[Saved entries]

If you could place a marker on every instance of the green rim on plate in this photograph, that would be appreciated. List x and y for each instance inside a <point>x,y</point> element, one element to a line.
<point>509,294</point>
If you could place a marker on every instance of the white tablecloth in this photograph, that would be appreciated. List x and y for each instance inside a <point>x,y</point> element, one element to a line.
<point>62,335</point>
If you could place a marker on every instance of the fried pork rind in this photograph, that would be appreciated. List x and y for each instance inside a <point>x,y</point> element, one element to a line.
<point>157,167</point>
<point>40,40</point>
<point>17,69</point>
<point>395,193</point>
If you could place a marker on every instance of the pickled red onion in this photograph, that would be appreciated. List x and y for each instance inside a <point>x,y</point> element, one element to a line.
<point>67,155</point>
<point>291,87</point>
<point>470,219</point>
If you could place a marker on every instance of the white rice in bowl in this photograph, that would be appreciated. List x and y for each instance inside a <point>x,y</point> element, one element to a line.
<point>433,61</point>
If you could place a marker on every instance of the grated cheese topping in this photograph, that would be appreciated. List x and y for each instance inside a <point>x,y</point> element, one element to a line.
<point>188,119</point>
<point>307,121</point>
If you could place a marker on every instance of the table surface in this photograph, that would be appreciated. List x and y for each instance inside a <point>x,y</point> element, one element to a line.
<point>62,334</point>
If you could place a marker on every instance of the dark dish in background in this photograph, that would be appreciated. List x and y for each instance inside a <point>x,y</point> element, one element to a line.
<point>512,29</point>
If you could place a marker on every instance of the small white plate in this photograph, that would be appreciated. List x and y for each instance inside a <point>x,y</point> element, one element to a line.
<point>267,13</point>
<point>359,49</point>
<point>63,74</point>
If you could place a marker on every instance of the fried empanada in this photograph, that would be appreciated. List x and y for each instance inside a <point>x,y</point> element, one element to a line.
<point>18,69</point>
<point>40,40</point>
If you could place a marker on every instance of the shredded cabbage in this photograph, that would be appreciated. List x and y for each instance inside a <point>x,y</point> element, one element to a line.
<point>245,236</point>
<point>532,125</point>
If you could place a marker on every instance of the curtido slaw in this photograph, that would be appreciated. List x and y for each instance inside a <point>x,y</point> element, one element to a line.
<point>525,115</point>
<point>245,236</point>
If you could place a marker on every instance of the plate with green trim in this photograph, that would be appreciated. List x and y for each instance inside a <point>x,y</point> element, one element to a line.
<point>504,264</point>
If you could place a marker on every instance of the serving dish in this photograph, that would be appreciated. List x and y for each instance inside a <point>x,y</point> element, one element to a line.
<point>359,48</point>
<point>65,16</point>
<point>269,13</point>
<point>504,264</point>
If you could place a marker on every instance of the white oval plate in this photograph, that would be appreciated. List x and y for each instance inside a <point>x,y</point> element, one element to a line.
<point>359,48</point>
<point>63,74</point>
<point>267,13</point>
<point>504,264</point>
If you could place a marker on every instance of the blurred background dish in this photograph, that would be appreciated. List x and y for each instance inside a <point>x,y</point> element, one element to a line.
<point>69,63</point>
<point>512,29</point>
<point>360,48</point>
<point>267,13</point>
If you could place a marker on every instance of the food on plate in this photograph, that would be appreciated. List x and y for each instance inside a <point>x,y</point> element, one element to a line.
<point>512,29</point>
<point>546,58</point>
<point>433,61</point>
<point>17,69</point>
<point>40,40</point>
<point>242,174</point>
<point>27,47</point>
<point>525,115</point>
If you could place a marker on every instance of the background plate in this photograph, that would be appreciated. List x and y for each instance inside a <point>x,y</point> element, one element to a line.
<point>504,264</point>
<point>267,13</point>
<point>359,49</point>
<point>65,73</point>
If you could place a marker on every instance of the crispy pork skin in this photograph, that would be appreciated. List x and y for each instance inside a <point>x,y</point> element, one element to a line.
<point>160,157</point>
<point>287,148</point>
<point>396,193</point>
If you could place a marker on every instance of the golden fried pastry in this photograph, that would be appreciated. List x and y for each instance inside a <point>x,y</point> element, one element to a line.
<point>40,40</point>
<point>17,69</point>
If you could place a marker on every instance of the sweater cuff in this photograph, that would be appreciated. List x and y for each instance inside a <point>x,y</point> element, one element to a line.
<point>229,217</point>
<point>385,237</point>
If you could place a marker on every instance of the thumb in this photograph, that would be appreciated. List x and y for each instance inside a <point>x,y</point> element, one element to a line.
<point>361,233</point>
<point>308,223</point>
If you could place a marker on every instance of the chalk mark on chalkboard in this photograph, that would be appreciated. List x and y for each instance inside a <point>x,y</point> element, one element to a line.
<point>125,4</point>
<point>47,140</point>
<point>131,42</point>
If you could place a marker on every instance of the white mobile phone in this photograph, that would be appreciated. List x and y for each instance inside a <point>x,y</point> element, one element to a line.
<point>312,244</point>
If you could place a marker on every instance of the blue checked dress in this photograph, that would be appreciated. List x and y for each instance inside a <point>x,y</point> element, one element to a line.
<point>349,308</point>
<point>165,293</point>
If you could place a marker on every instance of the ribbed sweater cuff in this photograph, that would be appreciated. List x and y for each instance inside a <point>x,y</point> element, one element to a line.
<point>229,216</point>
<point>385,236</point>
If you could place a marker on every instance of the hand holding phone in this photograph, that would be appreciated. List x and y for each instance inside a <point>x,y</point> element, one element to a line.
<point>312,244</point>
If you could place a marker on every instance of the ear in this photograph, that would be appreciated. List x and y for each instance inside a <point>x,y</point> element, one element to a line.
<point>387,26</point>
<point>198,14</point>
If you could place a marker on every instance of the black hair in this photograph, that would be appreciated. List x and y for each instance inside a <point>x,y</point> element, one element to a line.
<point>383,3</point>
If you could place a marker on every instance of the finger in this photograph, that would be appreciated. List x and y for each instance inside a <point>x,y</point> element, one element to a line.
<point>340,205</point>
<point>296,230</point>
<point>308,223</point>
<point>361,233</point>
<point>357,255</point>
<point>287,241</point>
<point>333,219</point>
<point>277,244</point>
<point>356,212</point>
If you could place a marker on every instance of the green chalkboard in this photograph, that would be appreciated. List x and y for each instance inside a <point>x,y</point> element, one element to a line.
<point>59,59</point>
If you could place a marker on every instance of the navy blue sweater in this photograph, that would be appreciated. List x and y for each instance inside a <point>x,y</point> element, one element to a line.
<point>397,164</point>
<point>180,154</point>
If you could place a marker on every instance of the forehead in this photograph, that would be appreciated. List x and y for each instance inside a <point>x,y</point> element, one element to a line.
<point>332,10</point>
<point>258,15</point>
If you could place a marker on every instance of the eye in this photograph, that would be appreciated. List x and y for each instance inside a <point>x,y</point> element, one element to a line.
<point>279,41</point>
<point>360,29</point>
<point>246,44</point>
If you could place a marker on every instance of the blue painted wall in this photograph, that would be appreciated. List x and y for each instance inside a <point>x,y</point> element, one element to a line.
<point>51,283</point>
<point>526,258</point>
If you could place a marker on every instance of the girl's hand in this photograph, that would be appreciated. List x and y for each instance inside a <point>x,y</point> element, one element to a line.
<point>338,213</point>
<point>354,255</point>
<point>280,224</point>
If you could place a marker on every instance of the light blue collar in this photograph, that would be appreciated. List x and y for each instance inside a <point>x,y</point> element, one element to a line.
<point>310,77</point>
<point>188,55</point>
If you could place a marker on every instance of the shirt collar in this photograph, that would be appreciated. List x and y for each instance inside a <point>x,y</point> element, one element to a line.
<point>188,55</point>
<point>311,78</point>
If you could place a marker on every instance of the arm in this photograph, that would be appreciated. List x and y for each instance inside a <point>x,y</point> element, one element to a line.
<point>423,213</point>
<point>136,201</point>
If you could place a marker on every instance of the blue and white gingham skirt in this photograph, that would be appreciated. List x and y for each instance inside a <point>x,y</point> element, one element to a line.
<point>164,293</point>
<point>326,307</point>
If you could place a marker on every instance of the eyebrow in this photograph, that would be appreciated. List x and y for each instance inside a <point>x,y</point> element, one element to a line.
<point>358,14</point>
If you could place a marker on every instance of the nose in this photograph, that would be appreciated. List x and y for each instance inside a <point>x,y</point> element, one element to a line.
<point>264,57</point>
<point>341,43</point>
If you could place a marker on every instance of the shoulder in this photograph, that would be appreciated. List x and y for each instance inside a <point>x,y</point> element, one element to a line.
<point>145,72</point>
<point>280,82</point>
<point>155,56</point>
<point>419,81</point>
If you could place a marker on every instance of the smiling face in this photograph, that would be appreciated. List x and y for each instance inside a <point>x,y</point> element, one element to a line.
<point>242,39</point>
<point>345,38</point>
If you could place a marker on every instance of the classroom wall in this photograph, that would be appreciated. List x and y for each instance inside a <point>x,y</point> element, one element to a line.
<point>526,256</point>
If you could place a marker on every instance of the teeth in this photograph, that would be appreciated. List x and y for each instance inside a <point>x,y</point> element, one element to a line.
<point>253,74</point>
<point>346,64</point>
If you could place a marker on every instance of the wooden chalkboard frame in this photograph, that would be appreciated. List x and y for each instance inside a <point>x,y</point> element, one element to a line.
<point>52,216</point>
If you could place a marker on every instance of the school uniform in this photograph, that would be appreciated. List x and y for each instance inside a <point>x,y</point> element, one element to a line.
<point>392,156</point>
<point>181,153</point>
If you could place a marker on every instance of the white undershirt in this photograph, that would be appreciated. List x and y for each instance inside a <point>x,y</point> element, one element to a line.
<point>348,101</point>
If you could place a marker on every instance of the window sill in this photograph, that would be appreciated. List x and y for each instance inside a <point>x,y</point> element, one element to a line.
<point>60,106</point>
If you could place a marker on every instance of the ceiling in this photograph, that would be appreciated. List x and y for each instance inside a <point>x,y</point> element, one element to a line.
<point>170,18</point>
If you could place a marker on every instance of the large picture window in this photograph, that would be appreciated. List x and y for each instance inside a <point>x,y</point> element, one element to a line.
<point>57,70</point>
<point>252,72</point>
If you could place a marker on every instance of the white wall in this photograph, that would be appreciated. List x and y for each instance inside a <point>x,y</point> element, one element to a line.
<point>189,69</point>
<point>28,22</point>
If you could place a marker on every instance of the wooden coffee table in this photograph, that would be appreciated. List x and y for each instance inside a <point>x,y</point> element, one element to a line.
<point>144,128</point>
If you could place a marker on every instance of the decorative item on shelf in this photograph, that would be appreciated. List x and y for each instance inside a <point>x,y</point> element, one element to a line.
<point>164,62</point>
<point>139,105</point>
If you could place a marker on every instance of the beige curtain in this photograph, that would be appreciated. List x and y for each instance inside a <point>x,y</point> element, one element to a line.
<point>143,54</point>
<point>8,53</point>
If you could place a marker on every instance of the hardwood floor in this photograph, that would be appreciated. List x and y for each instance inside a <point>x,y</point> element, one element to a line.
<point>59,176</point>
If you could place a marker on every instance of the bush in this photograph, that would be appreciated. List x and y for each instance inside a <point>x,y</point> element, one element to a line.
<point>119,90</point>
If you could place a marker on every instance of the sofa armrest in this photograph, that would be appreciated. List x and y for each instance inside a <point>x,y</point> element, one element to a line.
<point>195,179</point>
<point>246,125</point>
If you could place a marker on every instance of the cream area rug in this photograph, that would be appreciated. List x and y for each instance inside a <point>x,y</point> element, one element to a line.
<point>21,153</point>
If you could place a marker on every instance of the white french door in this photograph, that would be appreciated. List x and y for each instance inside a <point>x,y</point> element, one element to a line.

▸ Exercise aim: Look for the line that contains "of the sofa" in the entries above. Set it down, along with all later lines, exactly as written.

▸ Solution to this problem:
If you could place a marker on every instance of the sofa armrest in this photograph, that would be appreciated. List x and y for each instance inside a <point>x,y</point> element, one element to a line.
<point>195,179</point>
<point>246,125</point>
If you could place a marker on every instance of the cream area rug in this photograph, that would be appreciated. List x and y for each instance inside a <point>x,y</point> element, one element to a line.
<point>21,153</point>
If you could place a marker on every instance of the white french door in this photograph, that would be appreciated. List x and y for each instance inside a <point>x,y</point> element, one element to a line.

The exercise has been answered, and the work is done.